◆ Exercise objective: Only the lines from the one containing "Guideline: for each instance of the turquoise" to the end of the entries should be written out, each exactly as it stands, both ends included.

Records from a point labeling set
....
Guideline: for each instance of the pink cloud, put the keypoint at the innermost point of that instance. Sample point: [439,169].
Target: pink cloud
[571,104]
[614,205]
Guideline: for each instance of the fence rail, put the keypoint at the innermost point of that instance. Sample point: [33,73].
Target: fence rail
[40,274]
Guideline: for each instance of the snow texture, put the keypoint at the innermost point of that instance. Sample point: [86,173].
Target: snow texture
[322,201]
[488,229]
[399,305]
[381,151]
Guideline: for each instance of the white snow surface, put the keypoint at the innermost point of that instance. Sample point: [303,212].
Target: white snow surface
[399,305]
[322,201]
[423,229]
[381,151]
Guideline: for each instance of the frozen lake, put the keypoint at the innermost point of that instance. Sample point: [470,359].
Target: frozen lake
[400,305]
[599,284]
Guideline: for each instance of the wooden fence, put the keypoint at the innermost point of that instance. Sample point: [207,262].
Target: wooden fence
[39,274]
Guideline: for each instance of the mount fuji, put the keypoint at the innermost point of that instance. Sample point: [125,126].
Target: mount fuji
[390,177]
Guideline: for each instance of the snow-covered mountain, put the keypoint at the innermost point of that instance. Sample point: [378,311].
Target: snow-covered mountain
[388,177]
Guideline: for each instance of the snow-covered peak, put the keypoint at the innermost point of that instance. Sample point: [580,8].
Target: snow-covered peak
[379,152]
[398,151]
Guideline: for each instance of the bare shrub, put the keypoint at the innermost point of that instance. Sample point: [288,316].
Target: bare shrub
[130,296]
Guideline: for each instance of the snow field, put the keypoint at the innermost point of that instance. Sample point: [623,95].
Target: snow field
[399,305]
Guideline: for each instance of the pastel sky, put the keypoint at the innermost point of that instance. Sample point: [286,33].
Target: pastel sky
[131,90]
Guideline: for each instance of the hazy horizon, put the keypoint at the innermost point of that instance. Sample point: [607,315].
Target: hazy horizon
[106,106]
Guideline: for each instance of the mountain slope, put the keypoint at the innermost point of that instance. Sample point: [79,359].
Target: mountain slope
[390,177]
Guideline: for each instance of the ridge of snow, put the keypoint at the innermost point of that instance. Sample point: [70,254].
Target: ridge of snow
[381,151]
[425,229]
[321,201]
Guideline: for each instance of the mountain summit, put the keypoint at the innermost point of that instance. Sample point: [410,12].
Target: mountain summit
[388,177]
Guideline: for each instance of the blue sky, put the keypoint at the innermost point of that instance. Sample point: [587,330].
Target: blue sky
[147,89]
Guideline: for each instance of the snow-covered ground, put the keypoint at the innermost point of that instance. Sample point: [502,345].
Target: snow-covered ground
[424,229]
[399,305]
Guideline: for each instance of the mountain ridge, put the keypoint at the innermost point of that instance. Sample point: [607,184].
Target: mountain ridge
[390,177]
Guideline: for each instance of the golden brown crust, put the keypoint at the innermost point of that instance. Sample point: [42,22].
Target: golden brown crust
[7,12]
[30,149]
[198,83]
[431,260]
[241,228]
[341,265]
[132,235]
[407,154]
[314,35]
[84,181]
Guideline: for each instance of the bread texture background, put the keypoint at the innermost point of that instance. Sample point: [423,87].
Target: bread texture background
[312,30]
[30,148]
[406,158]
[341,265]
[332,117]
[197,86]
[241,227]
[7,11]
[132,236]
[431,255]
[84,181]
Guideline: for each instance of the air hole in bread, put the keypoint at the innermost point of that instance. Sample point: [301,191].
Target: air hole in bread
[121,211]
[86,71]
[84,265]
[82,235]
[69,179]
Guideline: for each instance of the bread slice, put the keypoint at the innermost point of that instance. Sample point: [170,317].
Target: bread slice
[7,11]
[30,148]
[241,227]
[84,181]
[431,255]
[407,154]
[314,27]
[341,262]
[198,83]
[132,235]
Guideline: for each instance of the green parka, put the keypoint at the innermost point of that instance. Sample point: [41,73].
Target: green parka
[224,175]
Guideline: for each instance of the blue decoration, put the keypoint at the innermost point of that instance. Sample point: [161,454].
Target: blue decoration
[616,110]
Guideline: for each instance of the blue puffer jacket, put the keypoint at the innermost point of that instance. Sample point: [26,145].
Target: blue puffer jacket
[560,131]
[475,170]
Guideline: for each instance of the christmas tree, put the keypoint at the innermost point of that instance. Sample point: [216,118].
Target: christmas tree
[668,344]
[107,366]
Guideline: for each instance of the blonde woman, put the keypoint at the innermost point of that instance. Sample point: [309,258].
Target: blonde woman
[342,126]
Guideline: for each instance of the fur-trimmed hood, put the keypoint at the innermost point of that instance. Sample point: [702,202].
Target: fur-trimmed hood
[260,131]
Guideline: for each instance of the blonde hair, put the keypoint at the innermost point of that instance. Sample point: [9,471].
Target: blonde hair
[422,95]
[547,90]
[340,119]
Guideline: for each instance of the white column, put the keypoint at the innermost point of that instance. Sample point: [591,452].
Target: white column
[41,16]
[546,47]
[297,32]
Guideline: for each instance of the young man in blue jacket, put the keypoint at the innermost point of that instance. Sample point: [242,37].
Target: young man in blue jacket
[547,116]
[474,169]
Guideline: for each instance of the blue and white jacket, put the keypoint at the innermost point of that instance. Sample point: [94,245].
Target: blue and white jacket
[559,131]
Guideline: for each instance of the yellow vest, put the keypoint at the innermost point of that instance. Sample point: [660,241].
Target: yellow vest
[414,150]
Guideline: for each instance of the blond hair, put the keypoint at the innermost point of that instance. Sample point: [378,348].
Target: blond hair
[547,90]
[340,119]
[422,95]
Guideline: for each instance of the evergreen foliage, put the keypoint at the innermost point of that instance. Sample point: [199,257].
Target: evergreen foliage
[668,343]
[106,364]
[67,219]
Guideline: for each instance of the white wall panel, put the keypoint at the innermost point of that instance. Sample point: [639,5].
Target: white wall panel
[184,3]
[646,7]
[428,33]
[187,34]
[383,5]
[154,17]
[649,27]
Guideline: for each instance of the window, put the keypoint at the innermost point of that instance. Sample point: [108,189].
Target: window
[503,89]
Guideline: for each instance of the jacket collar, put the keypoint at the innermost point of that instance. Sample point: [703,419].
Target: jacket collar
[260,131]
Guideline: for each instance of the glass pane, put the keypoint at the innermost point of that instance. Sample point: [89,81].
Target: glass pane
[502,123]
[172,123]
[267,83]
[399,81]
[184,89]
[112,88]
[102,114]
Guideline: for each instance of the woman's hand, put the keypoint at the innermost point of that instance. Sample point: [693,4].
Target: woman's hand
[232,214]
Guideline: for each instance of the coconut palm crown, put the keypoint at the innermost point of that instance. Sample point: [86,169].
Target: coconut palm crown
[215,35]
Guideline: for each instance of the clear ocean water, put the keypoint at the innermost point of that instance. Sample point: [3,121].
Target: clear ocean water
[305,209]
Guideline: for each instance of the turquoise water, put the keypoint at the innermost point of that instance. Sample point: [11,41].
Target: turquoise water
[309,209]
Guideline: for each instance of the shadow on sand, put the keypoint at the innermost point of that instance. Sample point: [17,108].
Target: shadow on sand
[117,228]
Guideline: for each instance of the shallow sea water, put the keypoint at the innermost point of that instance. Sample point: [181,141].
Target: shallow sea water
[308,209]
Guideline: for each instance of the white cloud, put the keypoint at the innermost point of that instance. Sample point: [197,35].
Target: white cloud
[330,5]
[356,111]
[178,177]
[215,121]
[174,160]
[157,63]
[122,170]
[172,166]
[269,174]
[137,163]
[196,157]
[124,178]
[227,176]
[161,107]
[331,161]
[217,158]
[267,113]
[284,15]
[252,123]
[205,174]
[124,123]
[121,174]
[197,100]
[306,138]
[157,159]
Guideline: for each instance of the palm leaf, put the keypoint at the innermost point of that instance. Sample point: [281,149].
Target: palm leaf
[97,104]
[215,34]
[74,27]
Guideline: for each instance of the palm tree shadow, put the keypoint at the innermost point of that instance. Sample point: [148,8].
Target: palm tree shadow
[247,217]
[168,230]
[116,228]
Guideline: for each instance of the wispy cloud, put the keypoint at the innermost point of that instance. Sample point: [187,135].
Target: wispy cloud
....
◆ The completed task:
Guideline: for each instance of the turquoise water, put the keypoint at the innermost point of that instance. Sample point: [11,41].
Target: turquoise water
[309,209]
Guideline: for each instance of the shadow on sand, put the keypoint at the innermost point of that instance. Sample point: [17,108].
Target: shadow on sand
[117,228]
Guideline: for each instance of the shallow sea water, put the keypoint at the innermost point of that instance. Sample point: [181,141].
Target: shallow sea water
[308,209]
Guideline: for each instance of the white cloud, put the keypoint at the innermost point of that instance. Sample point: [197,35].
Target: white cloud
[330,5]
[356,111]
[178,177]
[215,121]
[174,160]
[157,63]
[122,170]
[172,166]
[269,174]
[137,163]
[196,157]
[124,178]
[227,176]
[161,107]
[331,161]
[217,158]
[267,113]
[284,15]
[252,123]
[205,174]
[124,123]
[121,174]
[197,100]
[306,138]
[157,159]
Guideline: for each instance of the palm leaf, put the keypoint at the innermost point of that instance. Sample point: [281,149].
Target: palm leaf
[97,104]
[215,34]
[74,27]
Guideline: for each instance of the palm tree shadow, put the keypoint at the innermost point of that instance. Sample point: [148,8].
Target: palm tree shadow
[247,217]
[168,230]
[116,228]
Guideline: for each instance of the wispy cloud, put the keypoint at the innermost point of that instance. Sample point: [187,135].
Target: wispy cloud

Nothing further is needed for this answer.